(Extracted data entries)
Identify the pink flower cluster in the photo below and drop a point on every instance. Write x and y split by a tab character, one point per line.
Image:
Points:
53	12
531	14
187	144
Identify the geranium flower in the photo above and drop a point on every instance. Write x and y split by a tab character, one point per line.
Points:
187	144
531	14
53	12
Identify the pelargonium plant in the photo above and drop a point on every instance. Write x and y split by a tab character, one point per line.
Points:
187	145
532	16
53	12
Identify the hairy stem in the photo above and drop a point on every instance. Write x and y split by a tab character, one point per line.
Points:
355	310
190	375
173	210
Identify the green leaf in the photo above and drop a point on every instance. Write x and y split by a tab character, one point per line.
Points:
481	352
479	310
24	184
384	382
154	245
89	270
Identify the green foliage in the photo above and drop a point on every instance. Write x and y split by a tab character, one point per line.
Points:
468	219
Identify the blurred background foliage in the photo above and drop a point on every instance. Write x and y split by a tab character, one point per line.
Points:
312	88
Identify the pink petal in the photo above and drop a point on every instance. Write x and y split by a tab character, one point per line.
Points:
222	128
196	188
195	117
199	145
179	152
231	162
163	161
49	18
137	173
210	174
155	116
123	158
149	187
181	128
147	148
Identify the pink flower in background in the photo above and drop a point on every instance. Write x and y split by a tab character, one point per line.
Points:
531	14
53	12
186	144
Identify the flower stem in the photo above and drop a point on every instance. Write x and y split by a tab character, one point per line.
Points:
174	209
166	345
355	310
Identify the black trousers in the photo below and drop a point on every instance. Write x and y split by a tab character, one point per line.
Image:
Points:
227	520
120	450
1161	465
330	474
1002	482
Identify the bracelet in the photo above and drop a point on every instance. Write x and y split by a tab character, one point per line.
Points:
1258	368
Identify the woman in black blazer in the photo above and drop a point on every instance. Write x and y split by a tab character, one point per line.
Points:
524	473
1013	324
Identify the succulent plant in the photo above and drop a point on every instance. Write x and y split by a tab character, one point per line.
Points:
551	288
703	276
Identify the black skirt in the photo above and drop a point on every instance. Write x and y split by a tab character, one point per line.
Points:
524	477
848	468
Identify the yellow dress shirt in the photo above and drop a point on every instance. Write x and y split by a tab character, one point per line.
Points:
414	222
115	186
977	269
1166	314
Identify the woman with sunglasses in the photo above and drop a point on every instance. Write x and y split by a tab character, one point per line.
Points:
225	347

_Problem statement_: Please copy out every line shown above, exactly.

_Task result_:
Identify the pink flower cluster in the photo below and drop a point on every instance. Write x and y split by a tab character, one point per line.
Image:
Points:
53	12
531	14
187	144
Identify the geranium flower in the photo above and drop a point on every instance. Write x and y split by a tab character, one point per line.
Points:
187	144
531	14
53	12
Identify the pelargonium plant in the photo above and drop a point on every instance. Write x and y split by a tab character, one point per line.
Points:
187	145
532	16
53	12
Identify the hairy stem in the photo above and drop a point on every instance. Write x and y split by a tab character, one point per line.
Points:
355	310
190	375
173	210
Identify the green leaf in the photo above and drop a point on every instance. Write x and y split by a tab character, one point per line.
Points:
481	352
479	310
24	184
384	382
154	245
89	270
Identify the green foliage in the photo above and drop a point on every instance. Write x and y split by a tab character, one point per line.
Points:
468	219
Identify the blurred background foliage in the photo above and drop a point on every instance. Write x and y split by a tab character, one point per line.
Points:
312	88
Identify the pink petal in the photo above and drop a point on every instance. Write x and y split by a tab character, one point per line.
Points:
222	128
196	188
195	117
199	145
179	152
231	162
163	161
49	18
137	173
210	174
155	116
123	158
149	187
181	128
147	148
Identify the pink flower in background in the photo above and drop a point on every instance. Write x and y split by a tab character, one point per line.
Points:
531	14
53	12
186	144
Identify the flower stem in the photo above and drop a point on every instance. Write x and y split by a tab character, one point per line.
Points:
174	209
166	345
355	310
Identify the black trousers in the photo below and drop a point on every instance. Write x and y split by a tab character, one point per line.
Image:
Points:
227	520
120	450
1161	465
330	474
1002	482
Identify the bracelet in the photo above and drop a point on every instance. Write x and y split by a tab character, one point per line.
Points:
1258	368
Identify the woman in black blazer in the photo above and drop a point on every instance. Write x and y split by a tab character, one point per line.
Points:
524	473
1013	324
Identify the succulent plant in the photo above and drop a point on every instance. Write x and y split by a tab character, one point per line.
Points:
551	288
703	276
Identify the black skirt in the photo above and drop a point on every instance. Write x and y split by a tab character, one point per line.
Points:
524	477
848	468
Identify the yellow dress shirt in the photo above and drop a point on every instance. Write x and y split by a tab character, one point per line.
Points:
414	222
115	186
977	269
1166	314
Identify the woman with sunglasses in the photo above and drop a point on every instance. Write x and y split by a tab character, one point per line.
Points:
225	347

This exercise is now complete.